Saved data entries
Segment Open

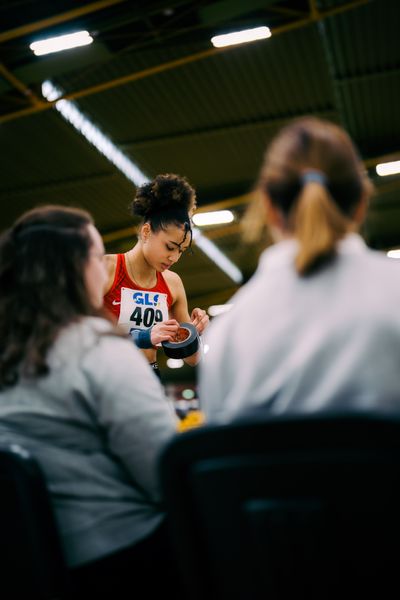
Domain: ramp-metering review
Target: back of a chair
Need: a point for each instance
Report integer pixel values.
(286, 508)
(31, 560)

Segment Closed

Please give the records above again exactly as they stand, with no pictures.

Domain: ramp-metering review
Target: back of a chair
Need: a point for each instance
Report integer pixel values.
(286, 508)
(31, 560)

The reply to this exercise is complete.